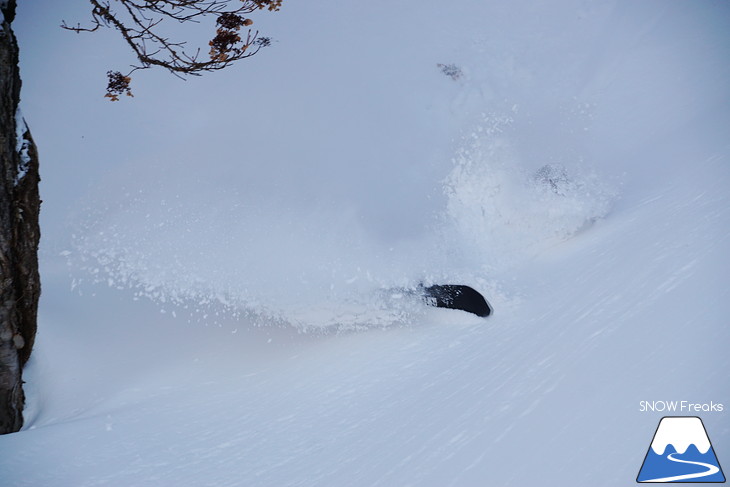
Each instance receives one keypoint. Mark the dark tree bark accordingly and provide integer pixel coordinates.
(19, 232)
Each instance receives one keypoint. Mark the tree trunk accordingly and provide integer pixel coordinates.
(19, 232)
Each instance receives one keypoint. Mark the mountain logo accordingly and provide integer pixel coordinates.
(681, 452)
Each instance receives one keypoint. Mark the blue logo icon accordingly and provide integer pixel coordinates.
(680, 452)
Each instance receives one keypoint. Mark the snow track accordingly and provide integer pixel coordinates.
(576, 174)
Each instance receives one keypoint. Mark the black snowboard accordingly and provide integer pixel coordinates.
(457, 296)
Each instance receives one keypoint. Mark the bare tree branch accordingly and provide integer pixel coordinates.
(137, 22)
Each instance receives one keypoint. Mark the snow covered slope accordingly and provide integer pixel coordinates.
(229, 315)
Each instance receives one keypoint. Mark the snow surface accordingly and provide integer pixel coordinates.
(223, 259)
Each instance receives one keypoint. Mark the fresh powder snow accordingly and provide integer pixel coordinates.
(229, 262)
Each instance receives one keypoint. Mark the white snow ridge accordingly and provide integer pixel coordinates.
(681, 432)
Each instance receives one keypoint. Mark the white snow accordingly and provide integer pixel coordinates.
(22, 145)
(223, 258)
(681, 432)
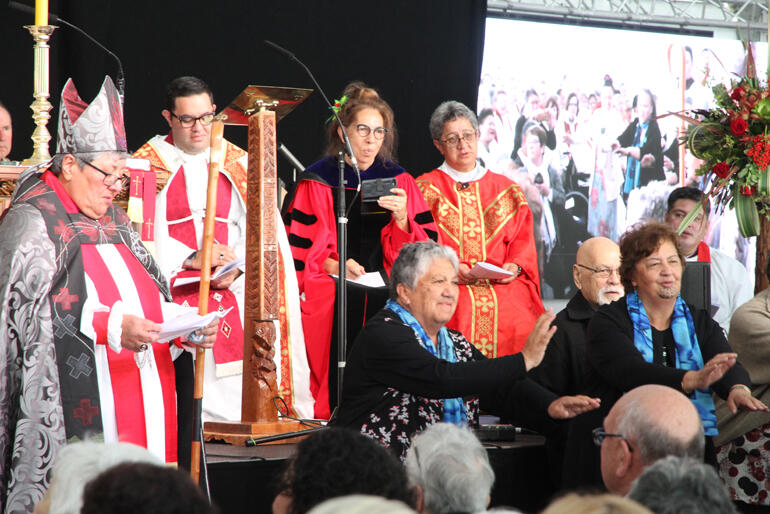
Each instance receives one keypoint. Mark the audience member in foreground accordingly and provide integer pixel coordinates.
(361, 504)
(681, 485)
(595, 504)
(653, 337)
(646, 424)
(406, 370)
(730, 282)
(79, 463)
(450, 470)
(743, 450)
(339, 462)
(134, 488)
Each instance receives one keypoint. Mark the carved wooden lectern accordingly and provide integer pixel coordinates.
(259, 108)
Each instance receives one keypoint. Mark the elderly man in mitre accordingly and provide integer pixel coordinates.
(82, 302)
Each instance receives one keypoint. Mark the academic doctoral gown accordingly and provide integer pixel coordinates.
(66, 281)
(374, 241)
(488, 220)
(180, 211)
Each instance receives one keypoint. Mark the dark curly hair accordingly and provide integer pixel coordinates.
(140, 487)
(641, 241)
(339, 462)
(360, 97)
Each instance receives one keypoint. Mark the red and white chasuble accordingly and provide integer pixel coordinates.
(487, 219)
(137, 391)
(180, 211)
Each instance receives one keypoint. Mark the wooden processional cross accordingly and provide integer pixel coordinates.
(260, 108)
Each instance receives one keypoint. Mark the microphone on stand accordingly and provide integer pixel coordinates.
(348, 147)
(120, 80)
(342, 230)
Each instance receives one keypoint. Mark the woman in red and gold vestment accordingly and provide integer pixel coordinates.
(485, 218)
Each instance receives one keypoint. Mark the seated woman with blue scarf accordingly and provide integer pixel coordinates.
(653, 337)
(406, 370)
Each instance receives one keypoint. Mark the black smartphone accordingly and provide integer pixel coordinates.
(373, 189)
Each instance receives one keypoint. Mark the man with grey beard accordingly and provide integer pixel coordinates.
(598, 281)
(596, 275)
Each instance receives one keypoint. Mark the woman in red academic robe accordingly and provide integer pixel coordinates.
(485, 218)
(376, 230)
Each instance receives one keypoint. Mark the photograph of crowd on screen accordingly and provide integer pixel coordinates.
(581, 127)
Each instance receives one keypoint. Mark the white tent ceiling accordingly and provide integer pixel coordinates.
(742, 19)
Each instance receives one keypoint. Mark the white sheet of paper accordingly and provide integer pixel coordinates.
(371, 279)
(484, 270)
(237, 263)
(186, 323)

• **Exercise instructions**
Reproduce all of the data above verbatim, line for line, omitting the pictures.

• **Solution to the exercise**
Each instance receives one keypoint. Mark the dark tree bark accordingly and provide integer pixel coordinates.
(19, 232)
Each instance receives one keypoint. Mark the tree trunk accordingly and provide integer pixel coordinates.
(19, 232)
Each instance receives one keypoint. Mark the mountain logo accordingly and provide integer pixel coordinates.
(681, 452)
Each instance receives one keypoint. Mark the blue logo icon accordingly and provide integer pixel coordinates.
(680, 452)
Each instance receives one keypoint. Mark the snow track accordingly and provide integer pixel coordinates.
(576, 174)
Each instance receives one keypoint. Mark the black snowboard accordingly and provide integer pixel coordinates.
(457, 296)
Each instance receives one keypoint. Mark the bare tree branch accordingly and provide integer pixel coordinates.
(137, 22)
Each instance receives one keypoint. Mark the snow covered slope accordingly and provide integer pixel coordinates.
(229, 315)
Each instance receives one keypoint. Mark the snow surface accordingly and provide integer pixel coordinates.
(223, 259)
Each instance receives one keypoint. Mark the fresh powder snow accordingly and provide integer pixel coordinates.
(229, 262)
Each instance receives one keypoint. Mark the white snow ridge accordingly and provide integer pixel coordinates.
(681, 432)
Each instance receives one keypoint. Mark the white snow accordingly and provide integer pixel coordinates.
(22, 145)
(223, 258)
(681, 432)
Each instance receives one keypoint. Mark the audience member in foreground accordingly and provide integer pixel coordinates.
(361, 504)
(681, 485)
(595, 504)
(653, 337)
(646, 424)
(406, 370)
(730, 282)
(79, 463)
(450, 470)
(743, 450)
(339, 462)
(134, 488)
Each instance receives one keypoint. Mark the carved wooden lectern accordingly and provide integer pixel coordinates.
(259, 108)
Each instance receives one keypoint. Mark the elderly man in mitre accordingly and provide integer pixel coordinates.
(82, 302)
Each instance receives one keypoint. Mark the academic doctoral gown accordingly and provide integer pixel coordinates.
(66, 281)
(374, 241)
(488, 220)
(180, 211)
Each instance receives one keypoint. Mark the dark curly hair accordingly and provide integer pixel coordinates.
(140, 487)
(641, 241)
(339, 462)
(360, 97)
Each instance receives one keypoint. Mark the red and white chasuble accordingly and provide integer pixel coordinates.
(487, 219)
(137, 391)
(180, 211)
Each instance receives one keypoint. Mark the wooden processional cross accordingly and provide integer pixel coordinates.
(260, 108)
Each instance receives one keypoint. Mark the microphone on stand accordingly and provide integer pixel coordinates.
(348, 147)
(120, 80)
(342, 230)
Each instance receives one keypoint. Mark the woman in red and gold vestment accordingly and provide integer pixel coordinates.
(485, 218)
Each instance receives one keypoint. Mark the seated woman with blue scarf accordingly and provide integer pixel coordinates.
(653, 337)
(406, 370)
Each instance receives one keypoint. Mark the black smartphone accordingly and provide integer pixel coordinates.
(373, 189)
Each instance receives one keypoint. Mark the man with grey beard accordingly and provide integer pixel coordinates.
(598, 281)
(596, 275)
Each instance receives one keypoint. Mark the woman in red academic robe accordingly and provide integer pixel coordinates.
(485, 218)
(376, 230)
Each instance receives one keypoint. Mark the photograph of crowd on screen accordingly and provide integer pixel coordinates.
(581, 127)
Each instance receives one keypoint. Mark the white tent ceiling accordingly and provide integer pixel coordinates.
(742, 19)
Each instance receives one keypoint. Mark the white sheet of paper accordingly and provide integer pixel coordinates.
(371, 279)
(484, 270)
(237, 263)
(186, 323)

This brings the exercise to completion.